*** Opening of THE DATA ***

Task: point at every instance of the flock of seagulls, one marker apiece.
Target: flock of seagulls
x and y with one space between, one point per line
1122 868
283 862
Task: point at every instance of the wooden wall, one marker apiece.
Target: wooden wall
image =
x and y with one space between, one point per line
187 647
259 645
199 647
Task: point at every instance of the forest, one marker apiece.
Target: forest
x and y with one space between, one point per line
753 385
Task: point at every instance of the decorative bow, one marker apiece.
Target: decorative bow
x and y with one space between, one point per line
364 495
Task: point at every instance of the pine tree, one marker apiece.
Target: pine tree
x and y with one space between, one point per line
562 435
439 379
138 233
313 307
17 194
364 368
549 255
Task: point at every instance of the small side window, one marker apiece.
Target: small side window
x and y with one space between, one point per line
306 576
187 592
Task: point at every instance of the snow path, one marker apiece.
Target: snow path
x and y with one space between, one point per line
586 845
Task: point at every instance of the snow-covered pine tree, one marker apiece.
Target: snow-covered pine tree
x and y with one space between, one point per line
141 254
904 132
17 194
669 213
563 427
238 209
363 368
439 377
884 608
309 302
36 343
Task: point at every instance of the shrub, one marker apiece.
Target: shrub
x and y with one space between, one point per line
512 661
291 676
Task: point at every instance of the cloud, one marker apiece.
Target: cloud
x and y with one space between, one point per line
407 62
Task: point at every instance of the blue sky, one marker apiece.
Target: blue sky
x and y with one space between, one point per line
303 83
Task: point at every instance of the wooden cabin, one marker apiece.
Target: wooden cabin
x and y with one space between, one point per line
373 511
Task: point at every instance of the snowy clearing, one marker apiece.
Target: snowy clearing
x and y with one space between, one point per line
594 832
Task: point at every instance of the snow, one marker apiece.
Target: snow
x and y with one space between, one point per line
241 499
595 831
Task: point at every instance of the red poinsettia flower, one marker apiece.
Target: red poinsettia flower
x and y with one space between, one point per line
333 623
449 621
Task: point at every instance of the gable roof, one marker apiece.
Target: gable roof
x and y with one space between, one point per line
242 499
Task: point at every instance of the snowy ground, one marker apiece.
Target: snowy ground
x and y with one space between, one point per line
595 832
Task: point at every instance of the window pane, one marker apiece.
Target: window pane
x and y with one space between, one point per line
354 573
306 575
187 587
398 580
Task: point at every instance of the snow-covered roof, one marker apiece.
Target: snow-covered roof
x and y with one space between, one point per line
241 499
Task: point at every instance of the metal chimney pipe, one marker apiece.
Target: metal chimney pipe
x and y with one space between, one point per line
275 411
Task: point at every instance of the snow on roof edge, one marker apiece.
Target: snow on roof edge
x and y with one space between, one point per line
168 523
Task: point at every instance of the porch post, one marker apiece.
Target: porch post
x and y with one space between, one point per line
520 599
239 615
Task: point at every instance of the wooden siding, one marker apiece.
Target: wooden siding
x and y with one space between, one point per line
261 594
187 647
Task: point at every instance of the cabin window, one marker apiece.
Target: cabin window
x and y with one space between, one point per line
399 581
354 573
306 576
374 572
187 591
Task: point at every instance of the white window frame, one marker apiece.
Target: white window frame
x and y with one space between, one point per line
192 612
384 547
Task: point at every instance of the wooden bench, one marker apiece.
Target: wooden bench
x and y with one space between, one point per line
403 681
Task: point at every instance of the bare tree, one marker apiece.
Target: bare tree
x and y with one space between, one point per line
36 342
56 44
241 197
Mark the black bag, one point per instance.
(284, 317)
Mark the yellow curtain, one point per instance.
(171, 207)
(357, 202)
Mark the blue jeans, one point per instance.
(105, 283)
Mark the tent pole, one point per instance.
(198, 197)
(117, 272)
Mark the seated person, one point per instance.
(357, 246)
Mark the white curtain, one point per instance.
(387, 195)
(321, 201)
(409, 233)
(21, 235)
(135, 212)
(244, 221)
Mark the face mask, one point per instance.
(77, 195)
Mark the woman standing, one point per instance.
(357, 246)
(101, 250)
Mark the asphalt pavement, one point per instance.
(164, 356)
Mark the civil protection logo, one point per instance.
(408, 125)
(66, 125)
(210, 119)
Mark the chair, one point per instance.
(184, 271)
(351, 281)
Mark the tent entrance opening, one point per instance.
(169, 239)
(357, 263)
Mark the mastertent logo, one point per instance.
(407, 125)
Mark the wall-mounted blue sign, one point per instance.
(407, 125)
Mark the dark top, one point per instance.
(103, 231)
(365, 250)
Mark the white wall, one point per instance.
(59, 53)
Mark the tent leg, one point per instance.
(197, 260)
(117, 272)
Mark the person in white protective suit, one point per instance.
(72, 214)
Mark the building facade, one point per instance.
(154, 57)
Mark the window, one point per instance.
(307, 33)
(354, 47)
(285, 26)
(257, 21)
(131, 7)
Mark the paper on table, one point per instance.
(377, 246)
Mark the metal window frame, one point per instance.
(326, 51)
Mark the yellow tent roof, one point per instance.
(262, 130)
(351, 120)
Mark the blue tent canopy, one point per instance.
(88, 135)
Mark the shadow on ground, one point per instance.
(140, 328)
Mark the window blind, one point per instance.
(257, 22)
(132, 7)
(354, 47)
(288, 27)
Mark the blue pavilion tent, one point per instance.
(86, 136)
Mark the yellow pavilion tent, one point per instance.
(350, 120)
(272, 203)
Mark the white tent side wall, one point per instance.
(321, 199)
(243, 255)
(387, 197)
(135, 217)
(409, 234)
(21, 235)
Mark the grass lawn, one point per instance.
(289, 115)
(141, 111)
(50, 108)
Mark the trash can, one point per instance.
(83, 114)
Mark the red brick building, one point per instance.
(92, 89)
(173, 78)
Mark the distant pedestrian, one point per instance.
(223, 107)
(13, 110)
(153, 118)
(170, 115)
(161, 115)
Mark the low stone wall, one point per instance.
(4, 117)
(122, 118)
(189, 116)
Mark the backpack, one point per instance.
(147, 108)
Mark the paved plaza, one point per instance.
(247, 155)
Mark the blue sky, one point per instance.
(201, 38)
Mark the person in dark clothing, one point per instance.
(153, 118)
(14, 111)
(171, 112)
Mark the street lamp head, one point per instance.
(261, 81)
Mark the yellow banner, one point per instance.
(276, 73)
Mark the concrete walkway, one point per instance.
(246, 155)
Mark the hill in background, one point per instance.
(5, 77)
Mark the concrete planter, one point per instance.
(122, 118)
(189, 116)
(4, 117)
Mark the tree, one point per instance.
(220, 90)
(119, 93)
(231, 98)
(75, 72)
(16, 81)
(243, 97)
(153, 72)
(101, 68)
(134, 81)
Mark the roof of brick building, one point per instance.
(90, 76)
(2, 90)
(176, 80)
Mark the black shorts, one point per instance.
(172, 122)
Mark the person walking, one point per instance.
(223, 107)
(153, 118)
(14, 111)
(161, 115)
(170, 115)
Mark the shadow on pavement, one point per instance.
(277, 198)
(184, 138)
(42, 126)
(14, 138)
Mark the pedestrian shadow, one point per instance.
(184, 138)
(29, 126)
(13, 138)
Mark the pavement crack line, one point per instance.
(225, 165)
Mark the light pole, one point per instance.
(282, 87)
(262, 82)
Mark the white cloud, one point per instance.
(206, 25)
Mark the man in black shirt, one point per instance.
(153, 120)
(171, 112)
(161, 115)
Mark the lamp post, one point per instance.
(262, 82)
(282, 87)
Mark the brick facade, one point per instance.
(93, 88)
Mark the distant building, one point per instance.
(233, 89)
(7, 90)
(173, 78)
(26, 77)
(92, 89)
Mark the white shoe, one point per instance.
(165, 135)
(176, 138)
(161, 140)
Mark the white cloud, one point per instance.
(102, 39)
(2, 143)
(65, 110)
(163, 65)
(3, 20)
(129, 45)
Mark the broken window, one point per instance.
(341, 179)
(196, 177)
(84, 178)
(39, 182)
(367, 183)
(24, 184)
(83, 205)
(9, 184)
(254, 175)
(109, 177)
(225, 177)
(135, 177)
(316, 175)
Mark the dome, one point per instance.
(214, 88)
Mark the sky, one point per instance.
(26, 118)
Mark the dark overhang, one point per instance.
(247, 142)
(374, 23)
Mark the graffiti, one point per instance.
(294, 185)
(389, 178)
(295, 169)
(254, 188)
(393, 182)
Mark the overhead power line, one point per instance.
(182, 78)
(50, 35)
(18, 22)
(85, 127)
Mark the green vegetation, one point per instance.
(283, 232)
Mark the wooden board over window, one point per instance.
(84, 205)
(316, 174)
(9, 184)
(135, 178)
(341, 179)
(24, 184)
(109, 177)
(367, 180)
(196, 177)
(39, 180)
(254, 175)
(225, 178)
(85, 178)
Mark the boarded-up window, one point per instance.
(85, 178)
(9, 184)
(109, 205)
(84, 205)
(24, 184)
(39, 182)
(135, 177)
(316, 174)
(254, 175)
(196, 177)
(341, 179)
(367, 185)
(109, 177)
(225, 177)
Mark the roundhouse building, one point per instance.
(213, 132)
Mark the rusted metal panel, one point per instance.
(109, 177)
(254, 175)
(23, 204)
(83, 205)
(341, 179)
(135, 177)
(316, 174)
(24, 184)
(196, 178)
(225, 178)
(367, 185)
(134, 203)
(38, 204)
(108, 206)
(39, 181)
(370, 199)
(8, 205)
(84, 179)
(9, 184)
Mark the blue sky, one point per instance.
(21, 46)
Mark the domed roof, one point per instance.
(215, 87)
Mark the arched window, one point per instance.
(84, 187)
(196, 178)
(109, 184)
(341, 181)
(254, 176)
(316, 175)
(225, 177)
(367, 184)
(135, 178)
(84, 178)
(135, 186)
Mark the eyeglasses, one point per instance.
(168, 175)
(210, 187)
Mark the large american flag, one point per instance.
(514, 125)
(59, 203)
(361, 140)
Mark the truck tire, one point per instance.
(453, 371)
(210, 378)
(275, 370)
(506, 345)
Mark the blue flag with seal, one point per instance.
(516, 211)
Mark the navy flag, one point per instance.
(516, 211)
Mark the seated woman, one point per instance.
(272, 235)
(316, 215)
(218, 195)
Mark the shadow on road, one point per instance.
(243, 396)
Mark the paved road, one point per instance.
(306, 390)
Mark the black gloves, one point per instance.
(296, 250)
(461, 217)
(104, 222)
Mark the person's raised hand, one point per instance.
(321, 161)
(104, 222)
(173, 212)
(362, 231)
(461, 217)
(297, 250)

*** Close of THE DATA ***

## [TASK REQUIREMENTS]
What you give back must be the stretch above, starting at the line with "Target: wooden cabin" and ending at the line with "Task: point at every instance of the snowy ground, one", copied exactly.

## [RESULT FOR THIS TASK]
Target: wooden cabin
x and y with one space between, one point per line
373 511
Task: point at every instance of the snowy clearing, one marker apiece.
Target: snowy clearing
x and y with one space between, one point per line
594 832
Task: point at every instance of the snow, one marker apiece.
Target: snow
x and y with one space between, one point per line
241 499
595 831
Task: point at every instance of the red poinsettia flower, one marker apiece.
Target: red poinsettia flower
x and y with one space between, one point per line
333 623
449 621
Task: point at every instance of the gable roof, one marker apiece.
Target: gable roof
x and y with one space between, one point per line
242 499
Task: point at every instance of the snowy ground, one marker apiece.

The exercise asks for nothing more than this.